I know youre training for the show, but when I made it about looks, I went nuts. And not in a good way.
You are right. Good health and a healthy lifestyle are my ultimate goals. The show is just short term objective to keep me interested and to say I did it. If it is fun, I'll do it again. If I end up going nuts, I'll give up the competing and just lift because I like to lift.
Here, let me clear it up for you: you're a mentally unstable girly-man.
Feel better? *grin*
(I can tell you, as a long-time friend growing up together, that even though you think you've lately been a slob in terms of your diet and workout schedule, you are still enormously more built-up than you used to be. ...But, I'm delighted to know you can still have the crap scared out of you by someone tapping on your arm in the dark as you head out the door for work... lol)
Yeah - so I've always mildly considered the idea of entering a contest - but never thought I was actually built enough to do it. (And the one or two chances I've had, I didn't come up with enough motivation to transcend the obstacles.) That said - I have had a horrible time lifting over the past six months. I separated my AC joint snowboarding last Christmas, and it's just getting to the point where I can do chest again. Plus having a baby (as you know), working way too much, and everything else has caused the longest slack off session I've had in the last 12 years. I'm getting really motivated to get religious (whatever that means) about it again. But so far that's only meant two or three days a week. It needs to get better.
== == ==
### Request
From the exchange about training for a show, condense the paragraph that begins "Yeah - so I've always mildly considered" into a short bulleted list of its main facts.

### Rows
== == ==
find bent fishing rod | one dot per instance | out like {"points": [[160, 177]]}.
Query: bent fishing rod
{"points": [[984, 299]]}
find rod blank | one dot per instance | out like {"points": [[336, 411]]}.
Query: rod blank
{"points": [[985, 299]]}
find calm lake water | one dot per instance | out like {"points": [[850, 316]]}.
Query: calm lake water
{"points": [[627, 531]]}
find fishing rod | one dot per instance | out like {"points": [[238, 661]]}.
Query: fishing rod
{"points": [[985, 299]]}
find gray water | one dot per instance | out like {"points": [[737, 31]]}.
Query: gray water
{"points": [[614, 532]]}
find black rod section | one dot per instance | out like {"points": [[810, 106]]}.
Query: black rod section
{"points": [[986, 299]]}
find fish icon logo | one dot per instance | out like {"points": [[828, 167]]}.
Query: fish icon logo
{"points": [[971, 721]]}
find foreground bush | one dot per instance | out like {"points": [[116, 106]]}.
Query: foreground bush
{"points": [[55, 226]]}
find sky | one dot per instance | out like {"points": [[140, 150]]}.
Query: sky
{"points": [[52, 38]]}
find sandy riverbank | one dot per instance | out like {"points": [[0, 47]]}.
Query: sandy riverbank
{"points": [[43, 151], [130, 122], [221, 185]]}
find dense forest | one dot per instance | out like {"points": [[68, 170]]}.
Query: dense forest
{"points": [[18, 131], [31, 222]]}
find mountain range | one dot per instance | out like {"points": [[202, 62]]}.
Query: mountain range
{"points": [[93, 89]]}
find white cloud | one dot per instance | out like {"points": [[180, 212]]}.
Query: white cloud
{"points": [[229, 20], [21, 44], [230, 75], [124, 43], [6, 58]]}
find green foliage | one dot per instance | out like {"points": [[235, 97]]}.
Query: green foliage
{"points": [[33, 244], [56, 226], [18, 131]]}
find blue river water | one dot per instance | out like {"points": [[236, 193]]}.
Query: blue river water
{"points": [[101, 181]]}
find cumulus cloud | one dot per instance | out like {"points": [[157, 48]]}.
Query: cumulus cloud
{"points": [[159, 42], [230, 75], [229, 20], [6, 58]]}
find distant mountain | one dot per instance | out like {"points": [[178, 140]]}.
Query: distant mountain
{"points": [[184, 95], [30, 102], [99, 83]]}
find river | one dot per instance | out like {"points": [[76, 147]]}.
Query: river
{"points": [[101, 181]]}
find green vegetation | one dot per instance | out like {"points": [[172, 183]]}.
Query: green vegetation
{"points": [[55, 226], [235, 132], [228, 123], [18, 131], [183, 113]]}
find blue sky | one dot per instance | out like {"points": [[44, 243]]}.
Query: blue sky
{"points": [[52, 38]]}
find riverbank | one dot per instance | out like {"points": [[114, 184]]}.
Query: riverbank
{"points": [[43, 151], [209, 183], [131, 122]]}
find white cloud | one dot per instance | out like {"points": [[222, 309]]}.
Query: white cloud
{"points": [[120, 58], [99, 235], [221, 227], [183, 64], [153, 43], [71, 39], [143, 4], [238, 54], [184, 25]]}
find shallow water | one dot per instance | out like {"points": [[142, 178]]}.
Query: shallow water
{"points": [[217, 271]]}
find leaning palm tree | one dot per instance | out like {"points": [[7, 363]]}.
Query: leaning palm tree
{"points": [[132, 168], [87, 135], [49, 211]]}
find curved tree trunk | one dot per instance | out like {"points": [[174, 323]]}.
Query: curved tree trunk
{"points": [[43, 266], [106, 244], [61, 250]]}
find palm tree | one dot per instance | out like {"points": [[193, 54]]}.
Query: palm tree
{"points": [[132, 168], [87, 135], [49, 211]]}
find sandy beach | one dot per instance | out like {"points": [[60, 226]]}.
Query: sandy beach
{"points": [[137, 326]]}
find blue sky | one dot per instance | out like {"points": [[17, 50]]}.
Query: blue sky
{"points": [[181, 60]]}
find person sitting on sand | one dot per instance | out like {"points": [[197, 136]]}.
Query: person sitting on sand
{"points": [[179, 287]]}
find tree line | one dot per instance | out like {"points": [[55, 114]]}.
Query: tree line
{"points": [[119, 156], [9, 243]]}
== == ==
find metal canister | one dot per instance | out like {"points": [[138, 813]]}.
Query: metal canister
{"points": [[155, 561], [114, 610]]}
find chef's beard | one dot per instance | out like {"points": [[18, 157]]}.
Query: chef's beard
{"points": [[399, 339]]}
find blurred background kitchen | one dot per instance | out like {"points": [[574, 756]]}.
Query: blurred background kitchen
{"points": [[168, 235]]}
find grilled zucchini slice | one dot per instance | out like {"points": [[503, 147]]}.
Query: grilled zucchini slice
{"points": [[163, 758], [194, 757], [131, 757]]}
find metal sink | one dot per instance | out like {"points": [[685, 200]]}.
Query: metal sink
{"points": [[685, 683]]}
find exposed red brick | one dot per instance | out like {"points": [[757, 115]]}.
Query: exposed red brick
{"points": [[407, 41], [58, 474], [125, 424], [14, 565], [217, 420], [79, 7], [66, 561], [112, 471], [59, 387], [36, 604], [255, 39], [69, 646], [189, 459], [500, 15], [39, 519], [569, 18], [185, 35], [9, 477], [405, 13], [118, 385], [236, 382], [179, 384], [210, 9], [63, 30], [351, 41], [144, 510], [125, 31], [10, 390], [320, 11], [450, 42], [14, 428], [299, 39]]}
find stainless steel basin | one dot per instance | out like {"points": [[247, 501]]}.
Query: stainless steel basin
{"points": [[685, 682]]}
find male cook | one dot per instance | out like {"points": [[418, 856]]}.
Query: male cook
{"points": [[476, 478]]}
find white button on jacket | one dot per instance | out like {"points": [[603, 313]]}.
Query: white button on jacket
== == ==
### Exercise result
- Has long been mildly interested in entering a contest but never felt built enough. The one or two chances that came up were lost for lack of motivation to overcome the obstacles.
- Lifting has gone horribly over the past six months.
- A separated AC joint from snowboarding last Christmas is only now healed enough to allow chest work again.
- A new baby, too much work and other demands have caused the longest slack-off in 12 years.
- Motivation to commit again is growing, but so far that means only two or three days a week, which needs to improve.